# Text block:

* BEGIN *

Why, oh why, can I not enjoy a book by Martha Wells?  She does so many things right.  When it comes to quality of writing she is much better than many others I enjoy.  One could never accuse her of being trite or cliché; every book is original and unique.  Yet I can’t seem to enjoy her work.  ‘Death of a Necromancer’ was interesting enough, but left me bored.  I barely was able to get through ‘The Wizard Hunters.’  Wanting to give her one more chance I was happy to see her trying out a YA book; maybe this time I would feel the magic.

‘Emilie and the Hollow World’ is a quick little read about a young girl who stows away on a journey to the center of the world.  Found too late to be put back ashore she is put under the eye of Lady Marlende, who has put together the trip to rescue her father.  Pursued by her father’s rival looking to steal the glory, the crew meet a few fantastic creatures and are dragged into a possible war.  Adventure awaits!

Once again Wells does so many things right.  Emilie is a runaway, but not from a cliché ridden horrible backstory.  Her home life is… disappointing, not full of starvation and abuse.  Lady Marlende is a strong, capable women doing fairly well in a patriarchal society.  The crew is a varied group.  Emilie seems smart enough, though at times she wavers between clueless and the smartest one around. She is also the very opposite of a Mary Sue.  Sometimes she is helpful, but she doesn’t discover any super powers or a long lost destiny.  For the most part she is just along for the ride.

* END *

# Tasks to complete:
**A)** Copy the book review word for word, starting at "Why, oh why, can" and ending with "feel the magic.", inclusive.
**B)** Write what comes next in the book review, picking up right after its final sentence.

# Data listing:
* BEGIN *

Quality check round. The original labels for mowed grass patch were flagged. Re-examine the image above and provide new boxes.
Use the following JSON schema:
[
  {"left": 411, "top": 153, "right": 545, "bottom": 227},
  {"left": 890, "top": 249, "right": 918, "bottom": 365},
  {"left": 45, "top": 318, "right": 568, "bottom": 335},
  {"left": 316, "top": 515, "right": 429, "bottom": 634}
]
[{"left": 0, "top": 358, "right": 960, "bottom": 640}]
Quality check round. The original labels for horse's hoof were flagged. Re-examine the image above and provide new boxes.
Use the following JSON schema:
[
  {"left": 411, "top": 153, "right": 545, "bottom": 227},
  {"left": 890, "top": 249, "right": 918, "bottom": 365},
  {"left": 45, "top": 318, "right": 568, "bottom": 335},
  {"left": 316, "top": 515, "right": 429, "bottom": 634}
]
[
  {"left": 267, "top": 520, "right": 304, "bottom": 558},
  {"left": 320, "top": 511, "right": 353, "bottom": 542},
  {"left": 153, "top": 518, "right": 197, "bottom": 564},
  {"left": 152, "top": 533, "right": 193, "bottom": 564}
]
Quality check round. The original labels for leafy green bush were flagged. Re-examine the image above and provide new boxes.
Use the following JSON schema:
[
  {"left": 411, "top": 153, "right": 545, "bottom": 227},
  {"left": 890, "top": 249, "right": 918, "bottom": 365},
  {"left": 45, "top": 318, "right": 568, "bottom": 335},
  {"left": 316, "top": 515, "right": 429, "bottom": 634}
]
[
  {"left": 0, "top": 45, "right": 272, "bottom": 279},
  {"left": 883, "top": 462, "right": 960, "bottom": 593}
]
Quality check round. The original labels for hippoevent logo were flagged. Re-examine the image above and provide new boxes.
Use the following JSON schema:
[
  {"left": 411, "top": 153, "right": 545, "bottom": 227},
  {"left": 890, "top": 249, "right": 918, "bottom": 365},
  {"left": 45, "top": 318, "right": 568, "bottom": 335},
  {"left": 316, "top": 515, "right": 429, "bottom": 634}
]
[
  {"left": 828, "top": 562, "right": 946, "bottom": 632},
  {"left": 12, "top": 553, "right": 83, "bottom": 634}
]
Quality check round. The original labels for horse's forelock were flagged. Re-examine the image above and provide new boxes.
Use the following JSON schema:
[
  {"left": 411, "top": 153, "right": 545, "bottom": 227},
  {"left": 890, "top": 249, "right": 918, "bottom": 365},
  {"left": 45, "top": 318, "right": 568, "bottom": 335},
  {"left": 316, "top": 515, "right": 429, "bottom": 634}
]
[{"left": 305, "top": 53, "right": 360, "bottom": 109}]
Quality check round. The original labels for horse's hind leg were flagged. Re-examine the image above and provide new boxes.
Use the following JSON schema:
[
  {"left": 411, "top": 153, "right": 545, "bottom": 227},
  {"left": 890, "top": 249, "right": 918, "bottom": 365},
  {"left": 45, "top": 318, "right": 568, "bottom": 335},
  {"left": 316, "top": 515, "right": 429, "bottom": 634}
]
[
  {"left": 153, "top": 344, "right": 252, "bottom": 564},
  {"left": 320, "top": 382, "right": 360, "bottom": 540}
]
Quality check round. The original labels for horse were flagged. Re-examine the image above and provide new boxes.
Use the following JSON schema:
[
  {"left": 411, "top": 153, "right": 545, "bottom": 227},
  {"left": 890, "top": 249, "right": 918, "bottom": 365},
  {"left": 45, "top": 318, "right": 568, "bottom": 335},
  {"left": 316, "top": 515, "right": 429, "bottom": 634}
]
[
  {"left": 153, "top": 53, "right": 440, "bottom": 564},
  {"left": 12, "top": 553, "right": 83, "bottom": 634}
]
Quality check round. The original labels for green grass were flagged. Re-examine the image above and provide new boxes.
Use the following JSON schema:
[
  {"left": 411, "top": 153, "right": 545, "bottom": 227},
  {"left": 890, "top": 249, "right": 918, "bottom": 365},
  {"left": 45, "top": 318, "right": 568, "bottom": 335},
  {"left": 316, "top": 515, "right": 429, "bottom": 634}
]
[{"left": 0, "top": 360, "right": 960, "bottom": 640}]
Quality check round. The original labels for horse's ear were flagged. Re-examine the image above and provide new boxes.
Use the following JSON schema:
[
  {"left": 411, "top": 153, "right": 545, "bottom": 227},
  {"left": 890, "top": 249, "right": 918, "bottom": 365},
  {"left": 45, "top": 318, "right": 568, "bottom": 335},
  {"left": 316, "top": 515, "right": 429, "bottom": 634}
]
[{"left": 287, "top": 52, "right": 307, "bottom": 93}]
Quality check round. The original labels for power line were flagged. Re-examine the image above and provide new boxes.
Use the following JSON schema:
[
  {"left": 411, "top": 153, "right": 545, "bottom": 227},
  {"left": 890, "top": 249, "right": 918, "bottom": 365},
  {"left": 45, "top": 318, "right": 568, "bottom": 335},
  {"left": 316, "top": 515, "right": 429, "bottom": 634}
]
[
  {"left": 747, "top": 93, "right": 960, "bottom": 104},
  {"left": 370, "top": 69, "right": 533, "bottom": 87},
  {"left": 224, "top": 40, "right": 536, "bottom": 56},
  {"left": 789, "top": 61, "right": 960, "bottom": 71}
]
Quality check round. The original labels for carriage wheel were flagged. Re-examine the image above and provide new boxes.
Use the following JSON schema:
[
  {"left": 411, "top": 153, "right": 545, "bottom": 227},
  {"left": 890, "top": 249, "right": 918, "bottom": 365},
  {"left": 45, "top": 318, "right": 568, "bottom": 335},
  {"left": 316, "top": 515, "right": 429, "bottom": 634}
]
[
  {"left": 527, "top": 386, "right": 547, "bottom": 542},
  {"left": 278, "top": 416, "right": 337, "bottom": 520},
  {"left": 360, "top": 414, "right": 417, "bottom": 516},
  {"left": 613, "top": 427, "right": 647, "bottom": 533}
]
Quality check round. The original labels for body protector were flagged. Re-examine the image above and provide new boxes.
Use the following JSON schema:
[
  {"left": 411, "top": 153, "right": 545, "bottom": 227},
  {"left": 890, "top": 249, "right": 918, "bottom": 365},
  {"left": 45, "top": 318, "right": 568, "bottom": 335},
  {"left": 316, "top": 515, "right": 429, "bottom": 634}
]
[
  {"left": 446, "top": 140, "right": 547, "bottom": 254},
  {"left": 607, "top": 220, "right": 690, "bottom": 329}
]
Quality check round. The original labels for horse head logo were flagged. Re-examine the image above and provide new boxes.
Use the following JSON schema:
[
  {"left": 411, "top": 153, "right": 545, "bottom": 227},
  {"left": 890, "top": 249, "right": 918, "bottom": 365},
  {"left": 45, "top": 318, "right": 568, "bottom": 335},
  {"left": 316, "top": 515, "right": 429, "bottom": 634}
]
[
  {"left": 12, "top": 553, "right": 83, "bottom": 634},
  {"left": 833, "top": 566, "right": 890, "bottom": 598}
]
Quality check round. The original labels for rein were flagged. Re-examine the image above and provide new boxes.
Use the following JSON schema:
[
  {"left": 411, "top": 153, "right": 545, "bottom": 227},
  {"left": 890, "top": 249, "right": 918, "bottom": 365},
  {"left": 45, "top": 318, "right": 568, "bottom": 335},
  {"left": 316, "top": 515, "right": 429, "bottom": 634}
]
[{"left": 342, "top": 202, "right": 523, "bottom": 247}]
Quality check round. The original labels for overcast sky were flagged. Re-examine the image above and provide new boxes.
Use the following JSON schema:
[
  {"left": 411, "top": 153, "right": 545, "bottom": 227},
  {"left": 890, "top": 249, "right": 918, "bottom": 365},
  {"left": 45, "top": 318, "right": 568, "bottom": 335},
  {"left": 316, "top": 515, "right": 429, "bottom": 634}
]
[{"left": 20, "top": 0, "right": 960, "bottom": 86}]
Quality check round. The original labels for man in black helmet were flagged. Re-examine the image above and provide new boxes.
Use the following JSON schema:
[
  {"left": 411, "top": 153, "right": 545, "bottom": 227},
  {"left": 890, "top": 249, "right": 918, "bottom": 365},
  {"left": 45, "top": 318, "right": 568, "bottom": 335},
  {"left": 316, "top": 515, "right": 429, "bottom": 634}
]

* END *

# Answers:
**A)**
Why, oh why, can I not enjoy a book by Martha Wells?  She does so many things right.  When it comes to quality of writing she is much better than many others I enjoy.  One could never accuse her of being trite or cliché; every book is original and unique.  Yet I can’t seem to enjoy her work.  ‘Death of a Necromancer’ was interesting enough, but left me bored.  I barely was able to get through ‘The Wizard Hunters.’  Wanting to give her one more chance I was happy to see her trying out a YA book; maybe this time I would feel the magic.

**B)**
And right there is where I think I started having issues with this book.  With maybe one exception Emilie, the title character, could have been left right out of the story and it wouldn’t have mattered.  I often complain about unnecessary secondary characters, but not often do I feel the title character is unneeded.  (Side note, I am reminded of a book in which the story was told by a mouse watching all the events going on, but never affecting them.  Anyone else remember this?)  In some ways this is more realistic, the teen girl doesn’t over take the entire trip.  But at times the crew seems to be crediting her with the successes, and I just don’t see what she did.

The ‘alien’ species that the crew meets in the center of the earth are also problematic for me.  They take the Star Trek approach, looking different but in reality completely human in nature.  That could come down to the YA nature of the book, but I would have liked to have seen at least a small amount of culture shock upon meeting.

I guess I just don’t know what the point is.  There was very little wonder and awe in the center of the world, with human like aliens involving the crew in human like problems.  It is Emilie’s story, but she is more bystander than participant.  And once again, Wells takes some interesting ideas and leaves me cold.  I got to learn to stay away.

3 stars.  Mostly based on a strong beginning. 

Review copy received from NetGalley.

On the other hand, Pauline loved ‘The Cloud Roads,‘ so your mileage may vary.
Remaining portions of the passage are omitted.